● **Text shown**
((

The TUN approach is way more work than eBPF. You’re parsing raw IP and TCP headers, computing checksums, tracking sequence numbers. But it’s portable. The same Go code runs on macOS and Windows with only the TUN creation logic differing per platform.

Go’s encoding/binary package is a great fit for wire-format parsing like this. And since Go compiles to a single static binary, deploying Gecit is just “download and run.” No runtime dependencies to wrestle with.

Platform abstraction with build tags

Gecit needs completely different implementations for each OS. Go’s build tags make this straightforward:

// file: bypass_linux.go
//go:build linux

package bypass

func Start(config Config) error {
	// Load eBPF program, attach to cgroup
	return startEBPF(config)
}
// file: bypass_darwin.go
//go:build darwin

package bypass

func Start(config Config) error {
	// Create TUN device, start packet processing loop
	return startTUN(config)
}
// file: bypass_windows.go
//go:build windows

package bypass

func Start(config Config) error {
	return startTUN(config)
}

Each file compiles only on its target OS. Everything else in the codebase calls bypass.Start() and doesn’t think about the implementation. WireGuard-Go uses the same pattern, and it works well for this kind of thing.

))

● **Directions for this task**
Render into Spanish this sentence from the text on Gecit: "Each file compiles only on its target OS." Answer using the text on Gecit alone, without outside sources.

● **Provided material**

((

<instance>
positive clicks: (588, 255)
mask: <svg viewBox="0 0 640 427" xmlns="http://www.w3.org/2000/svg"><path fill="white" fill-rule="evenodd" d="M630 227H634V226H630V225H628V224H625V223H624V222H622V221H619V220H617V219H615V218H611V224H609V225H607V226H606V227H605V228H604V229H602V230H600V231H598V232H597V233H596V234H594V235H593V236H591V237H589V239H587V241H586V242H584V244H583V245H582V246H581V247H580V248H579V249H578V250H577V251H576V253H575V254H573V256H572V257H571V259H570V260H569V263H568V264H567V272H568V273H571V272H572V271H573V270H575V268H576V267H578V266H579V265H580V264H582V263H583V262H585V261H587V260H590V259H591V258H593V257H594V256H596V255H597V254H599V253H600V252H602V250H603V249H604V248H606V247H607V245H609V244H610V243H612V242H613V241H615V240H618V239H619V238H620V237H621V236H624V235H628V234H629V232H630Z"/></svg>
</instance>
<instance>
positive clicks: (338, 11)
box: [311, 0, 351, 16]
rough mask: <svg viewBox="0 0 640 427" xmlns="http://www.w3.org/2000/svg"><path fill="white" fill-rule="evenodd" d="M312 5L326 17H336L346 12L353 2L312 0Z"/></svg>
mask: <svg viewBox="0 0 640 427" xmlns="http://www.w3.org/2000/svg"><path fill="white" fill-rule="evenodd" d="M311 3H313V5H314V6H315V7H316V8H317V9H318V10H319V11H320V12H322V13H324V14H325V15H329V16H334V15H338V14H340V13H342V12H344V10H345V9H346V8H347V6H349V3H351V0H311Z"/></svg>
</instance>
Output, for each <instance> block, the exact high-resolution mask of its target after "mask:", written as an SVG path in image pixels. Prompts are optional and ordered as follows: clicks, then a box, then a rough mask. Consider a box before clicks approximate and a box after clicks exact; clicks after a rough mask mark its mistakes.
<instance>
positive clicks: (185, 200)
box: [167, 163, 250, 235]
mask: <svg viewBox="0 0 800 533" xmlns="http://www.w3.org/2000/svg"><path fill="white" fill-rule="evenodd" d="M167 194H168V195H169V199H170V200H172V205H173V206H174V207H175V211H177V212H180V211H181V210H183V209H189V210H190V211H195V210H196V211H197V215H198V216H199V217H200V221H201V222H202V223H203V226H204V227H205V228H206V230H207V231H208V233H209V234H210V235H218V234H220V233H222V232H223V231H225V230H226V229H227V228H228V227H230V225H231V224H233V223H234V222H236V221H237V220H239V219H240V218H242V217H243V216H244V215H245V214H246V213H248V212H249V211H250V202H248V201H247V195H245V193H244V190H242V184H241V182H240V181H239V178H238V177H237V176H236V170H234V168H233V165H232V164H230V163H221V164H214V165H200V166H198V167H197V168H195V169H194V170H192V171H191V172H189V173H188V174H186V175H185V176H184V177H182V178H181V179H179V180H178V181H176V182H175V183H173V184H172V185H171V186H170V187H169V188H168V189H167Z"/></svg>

))

● **Answer**
Cada archivo se compila solo en su sistema operativo de destino.